**SHORT EXERCISE:** Can you format the records below as a two-column CSV with the headers "request" and "answer", one row per record? Put each record's text and its answer in one quoted field apiece, replace line breaks with spaces, and leave the pictures out.

::::

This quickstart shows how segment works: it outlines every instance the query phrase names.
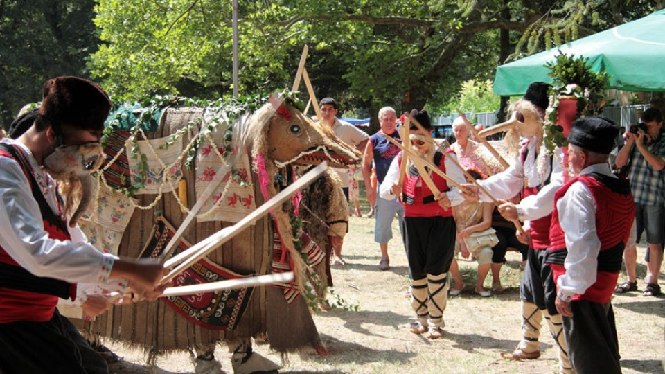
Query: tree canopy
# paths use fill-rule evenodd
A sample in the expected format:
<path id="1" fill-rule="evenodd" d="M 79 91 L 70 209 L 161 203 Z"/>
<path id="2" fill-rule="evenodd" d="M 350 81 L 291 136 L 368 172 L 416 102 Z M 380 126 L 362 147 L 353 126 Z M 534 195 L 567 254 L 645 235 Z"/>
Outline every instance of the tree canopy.
<path id="1" fill-rule="evenodd" d="M 0 42 L 0 67 L 13 74 L 3 74 L 2 79 L 7 78 L 0 84 L 6 85 L 0 88 L 10 84 L 35 92 L 41 87 L 35 81 L 68 72 L 89 74 L 122 99 L 231 93 L 231 1 L 100 0 L 94 24 L 91 0 L 36 2 L 39 7 L 28 9 L 20 1 L 0 0 L 0 30 L 3 35 L 15 32 L 10 40 Z M 535 53 L 642 17 L 662 3 L 240 1 L 238 88 L 241 95 L 249 95 L 290 87 L 307 44 L 308 71 L 319 99 L 335 97 L 343 110 L 365 108 L 373 118 L 387 105 L 398 111 L 441 107 L 457 96 L 463 82 L 491 79 L 506 56 Z M 64 10 L 45 10 L 54 7 Z M 58 34 L 48 25 L 75 24 L 63 15 L 80 17 L 84 32 L 52 36 Z M 53 40 L 62 48 L 51 45 Z M 17 51 L 14 60 L 4 53 L 9 45 Z M 30 57 L 34 45 L 44 46 L 43 53 L 35 53 L 41 61 Z M 34 77 L 28 82 L 25 77 L 30 74 Z M 15 107 L 7 101 L 10 96 L 0 96 L 5 118 L 6 108 Z"/>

::::

**RESULT OF THE EXERCISE:**
request,answer
"This quickstart shows how segment works: it outlines every instance the query phrase names. Query: tree canopy # paths use fill-rule evenodd A sample in the expected format: <path id=""1"" fill-rule=""evenodd"" d=""M 79 91 L 70 209 L 161 203 Z""/> <path id=""2"" fill-rule=""evenodd"" d=""M 350 81 L 291 136 L 368 172 L 416 102 Z M 380 126 L 362 147 L 353 126 Z M 534 195 L 567 254 L 645 235 Z""/> Outline every instance of the tree canopy.","<path id=""1"" fill-rule=""evenodd"" d=""M 0 42 L 0 67 L 13 74 L 3 74 L 2 79 L 7 78 L 0 84 L 6 85 L 0 88 L 10 84 L 35 92 L 41 87 L 35 81 L 68 72 L 89 74 L 122 99 L 231 93 L 231 1 L 100 0 L 94 24 L 91 0 L 36 2 L 39 7 L 28 9 L 20 1 L 0 0 L 0 30 L 3 35 L 15 32 L 10 40 Z M 535 53 L 642 17 L 662 3 L 240 1 L 238 88 L 241 95 L 249 95 L 290 87 L 307 44 L 308 71 L 319 99 L 335 97 L 343 110 L 365 108 L 373 118 L 387 105 L 398 111 L 441 107 L 457 96 L 463 82 L 491 79 L 506 56 Z M 64 10 L 45 10 L 54 7 Z M 58 34 L 48 25 L 75 24 L 63 15 L 80 17 L 84 32 L 52 36 Z M 53 40 L 62 48 L 51 45 Z M 17 51 L 14 60 L 4 53 L 9 45 Z M 30 57 L 34 45 L 44 46 L 43 53 L 35 53 L 41 61 Z M 34 77 L 28 82 L 25 77 L 30 74 Z M 15 107 L 7 101 L 10 96 L 0 96 L 5 118 L 6 108 Z""/>"